> **Page extract**:
[Begin]

At 11:47 AM -0600 2001-07-15, Justin T. Gibbs wrote:
>As the soft reset section also specifies how to deal with initiators
>that are not expecting soft reset semantics, I believe this applies to
>either reset model.
>
>If we look at the section on caching for direct access devices we see,
>"[write-back cached] data may be lost if power to the device is lost or
>a hardware failure occurs". There is no mention of a bus reset having
>any effect on commands already acked as completed to the intiator.

I'd very much like to think so; thanks for the reference. I'd feel a
little more sanguine about the subject if there were some explicit
guarantee of the desired behavior, either in the SCSI spec or in an
implementer's functional spec. Nonetheless, it's testable behavior,
and it's a reasonable inference that drives should behave correctly.
Thanks again.
--
/Jonathan Lundell.

2001-07-16 01:08:58

by Albert D. Cahalan

[permalink] [raw]
Subject: Re: [PATCH] 64 bit scsi read/write

Daniel Phillips writes:
> On Sunday 15 July 2001 05:36, Chris Wedgwood wrote:
>> On Sat, Jul 14, 2001 at 10:11:30PM +0200, Daniel Phillips wrote:

>>> Atomic commit. The superblock, which references the updated
>>> version of the filesystem, carries a sequence number and a
>>> checksum. It is written to one of two alternating locations. On
>>> restart, both locations are read and the highest numbered
>>> superblock with a correct checksum is chosen as the new
>>> filesystem root.
>>
>> Yes... and which ever part of the superblock contains the sequence
>> number must be written atomically.
>
> The only requirement here is that the checksum be correct. And sure,
> that's not a hard guarantee because, on average, you will get a good
> checksum for bad data once every 4 billion power events that mess up
> the final superblock transfer. Let me see, if that happens once a year,

In a tree-structured filesystem, checksums on everything would only
cost you space similar to the number of pointers you have. Whenever
a non-leaf node points to a child, it can hold a checksum for that
child as well.

This gives a very reliable way to spot filesystem errors, including
corrupt data blocks.

[End]

> **Given problem A**:
Duplicate the passage of the mailing-list thread from "In a tree-structured" up to and including "corrupt data blocks.".
> **Given problem B**:
Answer these from the mailing-list thread:
(i) According to the quoted section on caching, what two events may cause write-back cached data to be lost?
(ii) Where is the superblock written under the atomic commit scheme?
(iii) In a tree-structured filesystem, what can a non-leaf node hold for a child in addition to pointing to it?
> **Given problem C**:
Carry the mailing-list thread forward from its final sentence.

> **Dataset excerpt**:
[Begin]

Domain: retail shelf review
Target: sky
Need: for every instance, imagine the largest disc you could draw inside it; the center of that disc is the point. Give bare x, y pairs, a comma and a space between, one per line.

[End]

> **Expected answer A**:
In a tree-structured filesystem, checksums on everything would only
cost you space similar to the number of pointers you have. Whenever
a non-leaf node points to a child, it can hold a checksum for that
child as well.

This gives a very reliable way to spot filesystem errors, including
corrupt data blocks.

> **Expected answer B**:
(i) Loss of power to the device, or a hardware failure.
(ii) To one of two alternating locations.
(iii) A checksum for that child.

> **Expected answer C**:
2001-07-16 08:49:44

by Chris Wedgwood

[permalink] [raw]
Subject: Re: [PATCH] 64 bit scsi read/write

On Sun, Jul 15, 2001 at 09:08:41PM -0400, Albert D. Cahalan wrote:

In a tree-structured filesystem, checksums on everything would
only cost you space similar to the number of pointers you
have. Whenever a non-leaf node points to a child, it can hold a
checksum for that child as well.

This gives a very reliable way to spot filesystem errors,
including corrupt data blocks.

Actually, this is a really nice concept... have additional checksums
and such floating about. When filesystems get to several terabytes, it
would allws background consistency checking (as checking on boot would
be far to slow).

It would also allow the fs layer to fsck the filesystem _as_ data was
accessed if need be, which would be the case more often.



--cw

2001-07-16 08:56:44

by Chris Wedgwood

[permalink] [raw]
Subject: Re: [PATCH] 64 bit scsi read/write

On Sun, Jul 15, 2001 at 11:47:10AM -0600, Justin T. Gibbs wrote:

Simply disabling the write cache does not guarantee the order of
writes. For one, with tagged I/O and the use of the SIMPLE_Q tag
qualifier, commands may be completed in any order. If you want
some semblance of order, either disable the write cache or use the
FUA bit in all writes, and use the ORDERED tag qualifier. Even
when using these options, it is not clear that the drive cannot
reorder writes "slightly" to make track writes more efficient
(e.g. two separate commands to write sequential sectors on the
same track may be written in reverse order).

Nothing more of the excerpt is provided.